Supplied entries below:

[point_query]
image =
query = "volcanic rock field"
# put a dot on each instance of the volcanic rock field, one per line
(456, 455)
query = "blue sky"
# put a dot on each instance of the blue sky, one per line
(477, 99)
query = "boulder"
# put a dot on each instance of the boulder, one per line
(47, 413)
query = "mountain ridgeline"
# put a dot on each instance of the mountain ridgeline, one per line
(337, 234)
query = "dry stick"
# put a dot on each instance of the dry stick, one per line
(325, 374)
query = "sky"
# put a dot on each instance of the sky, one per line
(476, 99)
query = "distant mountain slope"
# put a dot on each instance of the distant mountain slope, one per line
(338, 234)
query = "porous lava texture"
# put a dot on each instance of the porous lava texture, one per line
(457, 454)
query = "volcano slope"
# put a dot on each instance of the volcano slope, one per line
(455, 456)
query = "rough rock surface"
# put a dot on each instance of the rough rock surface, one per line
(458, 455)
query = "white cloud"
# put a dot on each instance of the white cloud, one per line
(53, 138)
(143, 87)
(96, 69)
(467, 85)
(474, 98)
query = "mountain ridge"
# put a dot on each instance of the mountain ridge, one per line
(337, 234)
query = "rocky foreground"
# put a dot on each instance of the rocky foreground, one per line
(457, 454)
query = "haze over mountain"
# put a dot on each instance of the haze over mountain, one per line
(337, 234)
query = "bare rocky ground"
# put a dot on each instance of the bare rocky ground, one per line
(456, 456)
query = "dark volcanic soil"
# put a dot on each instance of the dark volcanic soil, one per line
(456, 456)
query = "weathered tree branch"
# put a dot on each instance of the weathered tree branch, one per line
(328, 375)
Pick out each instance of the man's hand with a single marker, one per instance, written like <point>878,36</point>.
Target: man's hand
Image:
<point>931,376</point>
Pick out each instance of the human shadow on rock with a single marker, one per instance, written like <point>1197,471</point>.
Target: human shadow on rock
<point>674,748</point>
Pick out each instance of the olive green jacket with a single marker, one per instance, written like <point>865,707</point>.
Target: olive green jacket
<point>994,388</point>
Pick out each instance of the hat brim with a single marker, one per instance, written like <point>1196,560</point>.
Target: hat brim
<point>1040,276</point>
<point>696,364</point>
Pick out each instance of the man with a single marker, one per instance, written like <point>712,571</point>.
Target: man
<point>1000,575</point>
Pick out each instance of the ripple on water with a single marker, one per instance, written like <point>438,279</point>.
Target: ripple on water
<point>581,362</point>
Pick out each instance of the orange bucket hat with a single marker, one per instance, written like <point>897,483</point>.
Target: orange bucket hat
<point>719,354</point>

End of Supplied entries.

## [Task to complete]
All of the entries must be quoted exactly; please include each one.

## [Answer box]
[point_query]
image =
query = "volcanic rock field"
# put a dot on each instance of the volcanic rock field, one per line
(456, 455)
query = "blue sky"
# put a dot on each instance of the blue sky, one per line
(477, 99)
query = "boulder"
# put a dot on each instance of the boulder, one per line
(47, 413)
query = "mountain ridgeline"
# put a dot on each instance of the mountain ridgeline, one per line
(337, 234)
query = "dry stick"
# put a dot on each instance of the dry stick, one per line
(325, 374)
query = "sky"
# put a dot on each instance of the sky, one per line
(476, 99)
query = "distant mountain slope"
# put a dot on each instance of the distant mountain slope, one per line
(338, 234)
query = "porous lava texture"
# put a dot on each instance of the porous lava texture, one per line
(457, 454)
query = "volcano slope"
# put a dot on each instance of the volcano slope, one per line
(455, 456)
query = "rough rock surface"
# put a dot on each instance of the rough rock surface, one per line
(458, 455)
query = "white cloud"
# put a dot on each instance of the white cloud, one per line
(53, 138)
(143, 87)
(96, 69)
(467, 85)
(474, 98)
query = "mountain ridge"
# put a dot on each instance of the mountain ridge, one per line
(337, 234)
query = "rocky foreground"
# put a dot on each instance of the rocky foreground, one per line
(457, 454)
query = "haze over mountain"
# put a dot on each instance of the haze over mountain, one per line
(337, 234)
query = "bare rocky ground"
# put a dot on each instance of the bare rocky ground, one per line
(456, 456)
query = "dark volcanic soil"
# put a dot on each instance of the dark volcanic soil, one per line
(456, 456)
query = "weathered tree branch"
# put a dot on each instance of the weathered tree branch, one per line
(328, 375)
Pick out each instance of the man's hand with a single marker, one per instance, written like <point>878,36</point>.
Target: man's hand
Image:
<point>931,376</point>
Pick out each instance of the human shadow on rock with a single marker, one per instance, written like <point>1197,471</point>.
Target: human shadow on rock
<point>674,748</point>
Pick out each instance of the olive green jacket with a single marker, one per instance, written like <point>865,707</point>.
Target: olive green jacket
<point>994,388</point>
Pick out each instance of the hat brim with a single marker, one per instance, written like <point>1196,560</point>.
Target: hat brim
<point>1040,276</point>
<point>696,364</point>
Pick out each instance of the man with a single marker, one per instance, written like <point>712,571</point>.
Target: man
<point>1000,575</point>
Pick out each instance of the ripple on water with a single marker, one per instance, written like <point>438,279</point>.
Target: ripple on water
<point>581,362</point>
Pick out each instance of the orange bucket hat with a single marker, one per instance, written like <point>897,483</point>.
Target: orange bucket hat
<point>719,354</point>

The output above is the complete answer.